* _Aim of the task_
Starting with the line that contains "# indicate x and y for each instance of the railway", repeat exactly every line through the last one in the records below, and leave out the pictures.

━━ Records for this task ━━

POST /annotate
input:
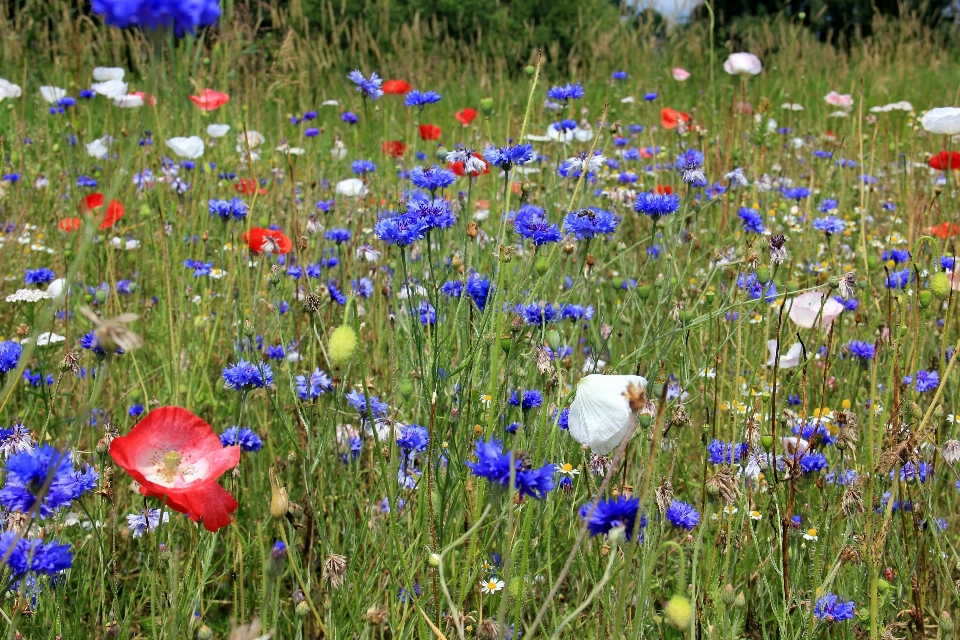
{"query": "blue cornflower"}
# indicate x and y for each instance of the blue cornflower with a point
(829, 225)
(828, 205)
(657, 205)
(899, 279)
(589, 223)
(152, 15)
(613, 513)
(432, 178)
(315, 386)
(361, 167)
(413, 438)
(401, 230)
(752, 220)
(9, 355)
(926, 381)
(417, 99)
(358, 401)
(526, 399)
(861, 350)
(531, 222)
(796, 193)
(681, 514)
(243, 437)
(370, 88)
(563, 93)
(39, 276)
(338, 235)
(830, 608)
(245, 376)
(496, 465)
(45, 478)
(478, 289)
(538, 314)
(434, 214)
(507, 157)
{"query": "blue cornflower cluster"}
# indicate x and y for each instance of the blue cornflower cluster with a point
(589, 223)
(234, 208)
(370, 88)
(43, 480)
(149, 15)
(564, 93)
(432, 178)
(314, 386)
(497, 466)
(657, 205)
(421, 99)
(243, 437)
(245, 376)
(614, 513)
(531, 222)
(752, 220)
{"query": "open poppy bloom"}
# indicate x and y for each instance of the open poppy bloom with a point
(669, 118)
(396, 87)
(248, 187)
(946, 230)
(208, 100)
(394, 148)
(176, 457)
(465, 116)
(94, 201)
(70, 224)
(940, 161)
(267, 241)
(429, 132)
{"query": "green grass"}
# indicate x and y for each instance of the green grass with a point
(687, 322)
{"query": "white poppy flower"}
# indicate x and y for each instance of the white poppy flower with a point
(9, 90)
(110, 88)
(352, 187)
(942, 120)
(739, 64)
(600, 415)
(191, 148)
(217, 130)
(97, 149)
(128, 101)
(52, 94)
(103, 74)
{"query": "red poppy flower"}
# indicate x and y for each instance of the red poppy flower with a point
(70, 224)
(939, 161)
(946, 230)
(147, 98)
(267, 241)
(429, 132)
(175, 456)
(669, 118)
(457, 167)
(465, 116)
(94, 201)
(396, 87)
(394, 148)
(248, 187)
(208, 100)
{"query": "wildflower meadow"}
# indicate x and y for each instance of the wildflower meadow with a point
(301, 339)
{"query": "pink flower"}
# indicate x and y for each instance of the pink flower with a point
(805, 308)
(844, 101)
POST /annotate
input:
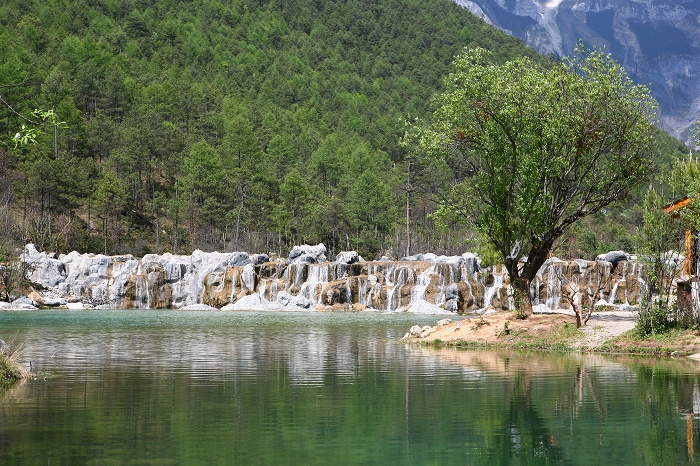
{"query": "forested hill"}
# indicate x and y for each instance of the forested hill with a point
(223, 125)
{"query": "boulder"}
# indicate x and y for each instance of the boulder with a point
(198, 307)
(252, 302)
(36, 298)
(307, 254)
(287, 301)
(424, 307)
(258, 259)
(613, 257)
(23, 300)
(47, 270)
(347, 257)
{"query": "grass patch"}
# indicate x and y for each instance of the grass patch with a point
(10, 370)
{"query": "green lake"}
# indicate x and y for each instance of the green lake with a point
(173, 387)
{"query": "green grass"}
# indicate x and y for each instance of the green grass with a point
(10, 370)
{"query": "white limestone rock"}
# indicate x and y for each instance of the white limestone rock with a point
(307, 254)
(253, 302)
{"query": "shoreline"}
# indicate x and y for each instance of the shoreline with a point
(609, 332)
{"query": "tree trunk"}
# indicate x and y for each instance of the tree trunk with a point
(521, 295)
(520, 283)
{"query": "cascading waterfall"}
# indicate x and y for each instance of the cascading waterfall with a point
(454, 283)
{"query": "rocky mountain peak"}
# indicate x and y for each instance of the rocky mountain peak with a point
(658, 42)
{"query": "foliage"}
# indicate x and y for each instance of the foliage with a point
(533, 150)
(270, 87)
(653, 318)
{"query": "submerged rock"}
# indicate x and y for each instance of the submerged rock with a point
(253, 302)
(307, 254)
(198, 307)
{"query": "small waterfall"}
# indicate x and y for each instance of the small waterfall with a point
(312, 288)
(422, 282)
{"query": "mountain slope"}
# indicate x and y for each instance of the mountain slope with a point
(657, 41)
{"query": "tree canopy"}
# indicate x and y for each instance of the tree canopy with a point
(532, 150)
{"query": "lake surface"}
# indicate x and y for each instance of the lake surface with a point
(173, 387)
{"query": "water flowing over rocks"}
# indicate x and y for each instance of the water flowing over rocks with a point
(424, 283)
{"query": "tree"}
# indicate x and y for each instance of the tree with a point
(534, 150)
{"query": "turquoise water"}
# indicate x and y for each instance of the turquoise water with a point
(171, 387)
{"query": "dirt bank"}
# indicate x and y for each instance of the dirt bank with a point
(608, 331)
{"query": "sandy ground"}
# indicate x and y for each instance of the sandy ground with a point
(503, 328)
(604, 326)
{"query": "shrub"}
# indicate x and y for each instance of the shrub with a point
(653, 318)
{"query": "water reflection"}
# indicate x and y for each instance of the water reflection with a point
(583, 405)
(320, 388)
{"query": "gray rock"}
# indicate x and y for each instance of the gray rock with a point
(23, 300)
(347, 257)
(308, 254)
(198, 307)
(287, 301)
(613, 257)
(443, 322)
(52, 302)
(253, 302)
(259, 259)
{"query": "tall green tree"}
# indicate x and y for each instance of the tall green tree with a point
(533, 150)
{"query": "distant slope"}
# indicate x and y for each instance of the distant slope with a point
(656, 41)
(229, 125)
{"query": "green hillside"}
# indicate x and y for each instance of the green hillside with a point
(227, 125)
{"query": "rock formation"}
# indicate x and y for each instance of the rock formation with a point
(239, 281)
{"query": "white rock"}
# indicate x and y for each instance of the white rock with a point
(424, 307)
(252, 302)
(198, 307)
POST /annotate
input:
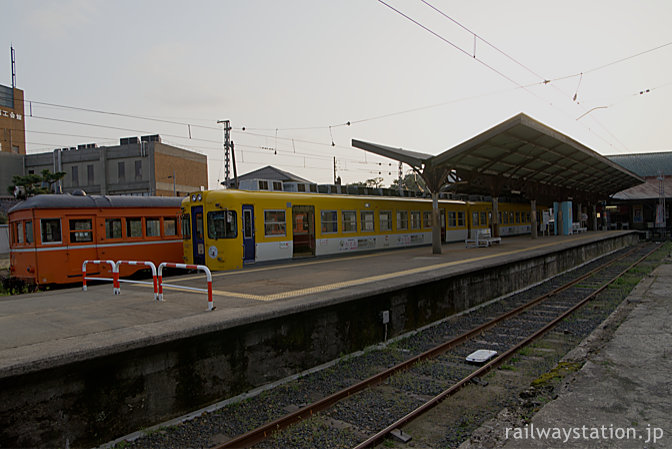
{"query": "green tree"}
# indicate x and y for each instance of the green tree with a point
(373, 182)
(31, 185)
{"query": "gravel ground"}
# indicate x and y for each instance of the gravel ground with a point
(371, 409)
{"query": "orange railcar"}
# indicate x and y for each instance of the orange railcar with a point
(52, 235)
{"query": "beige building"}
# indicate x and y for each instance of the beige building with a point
(12, 121)
(137, 166)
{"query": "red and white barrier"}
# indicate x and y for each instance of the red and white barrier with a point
(138, 262)
(114, 279)
(203, 268)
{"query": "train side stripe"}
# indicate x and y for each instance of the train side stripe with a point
(102, 245)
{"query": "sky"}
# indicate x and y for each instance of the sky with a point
(290, 76)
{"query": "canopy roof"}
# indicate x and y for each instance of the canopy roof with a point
(519, 155)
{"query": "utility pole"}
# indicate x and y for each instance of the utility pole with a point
(227, 151)
(401, 177)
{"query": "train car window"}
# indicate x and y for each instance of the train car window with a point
(274, 223)
(222, 224)
(29, 231)
(113, 228)
(349, 221)
(368, 221)
(133, 227)
(402, 219)
(186, 226)
(452, 219)
(152, 227)
(415, 219)
(169, 226)
(329, 221)
(81, 231)
(427, 219)
(19, 233)
(51, 230)
(385, 220)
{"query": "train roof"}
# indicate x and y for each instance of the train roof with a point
(66, 201)
(326, 196)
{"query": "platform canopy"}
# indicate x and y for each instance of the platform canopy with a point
(518, 156)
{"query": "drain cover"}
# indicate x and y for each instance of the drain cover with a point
(481, 356)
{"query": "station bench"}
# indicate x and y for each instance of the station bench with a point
(483, 239)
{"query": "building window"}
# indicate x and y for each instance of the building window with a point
(415, 219)
(113, 228)
(274, 223)
(152, 227)
(75, 176)
(349, 221)
(81, 231)
(121, 171)
(402, 219)
(51, 230)
(134, 227)
(385, 220)
(329, 220)
(367, 221)
(222, 224)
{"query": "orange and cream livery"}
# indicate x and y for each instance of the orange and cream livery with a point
(52, 235)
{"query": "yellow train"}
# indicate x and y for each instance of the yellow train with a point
(227, 229)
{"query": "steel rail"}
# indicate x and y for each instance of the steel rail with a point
(262, 432)
(378, 437)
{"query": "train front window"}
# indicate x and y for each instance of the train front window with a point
(169, 226)
(113, 228)
(222, 224)
(329, 220)
(51, 230)
(134, 227)
(81, 231)
(186, 226)
(29, 231)
(274, 223)
(152, 227)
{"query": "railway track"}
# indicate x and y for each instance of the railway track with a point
(359, 401)
(506, 333)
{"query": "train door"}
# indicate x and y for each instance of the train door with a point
(303, 224)
(248, 234)
(197, 235)
(81, 244)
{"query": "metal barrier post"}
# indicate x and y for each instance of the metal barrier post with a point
(115, 275)
(203, 268)
(135, 262)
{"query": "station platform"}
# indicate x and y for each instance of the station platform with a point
(622, 396)
(62, 326)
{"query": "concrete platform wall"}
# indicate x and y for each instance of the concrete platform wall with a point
(94, 401)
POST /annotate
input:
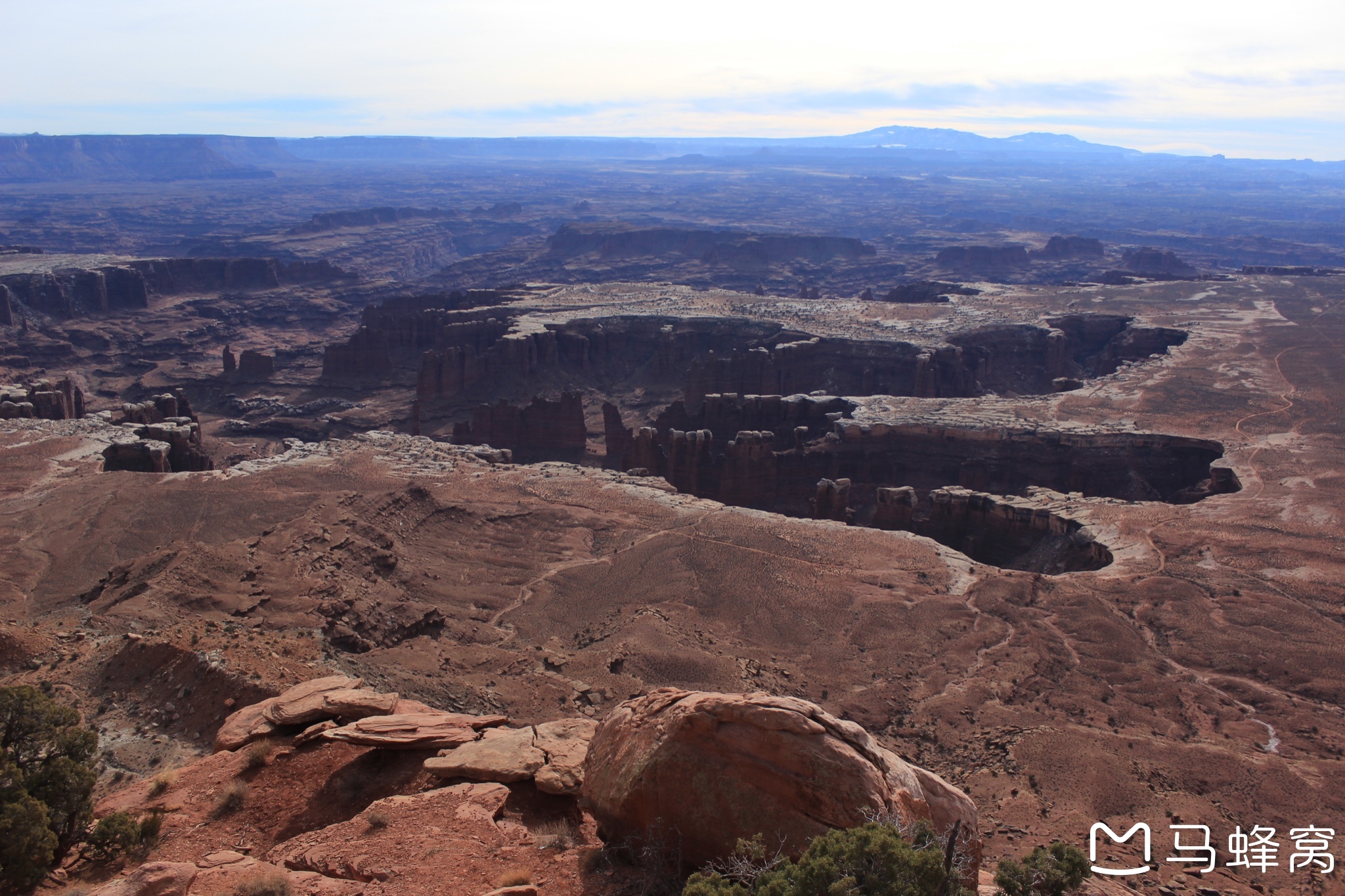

━━━

* _Response to this task_
# indicate x and y for each instance of the railway track with a point
(359, 401)
(506, 333)
{"query": "train door"}
# indicate x and y for each instance of the train door with a point
(303, 224)
(248, 234)
(197, 235)
(81, 244)
{"query": "metal barrier post"}
# indicate x and y for each instance of the metal barrier post with a point
(115, 275)
(203, 268)
(135, 262)
{"query": "station platform"}
# indicate x and y for each instance of the station platform with a point
(622, 396)
(62, 326)
{"query": "concrete platform wall"}
# indicate x and y for each instance of the concrete platform wall with a point
(94, 401)
POST /annotate
input:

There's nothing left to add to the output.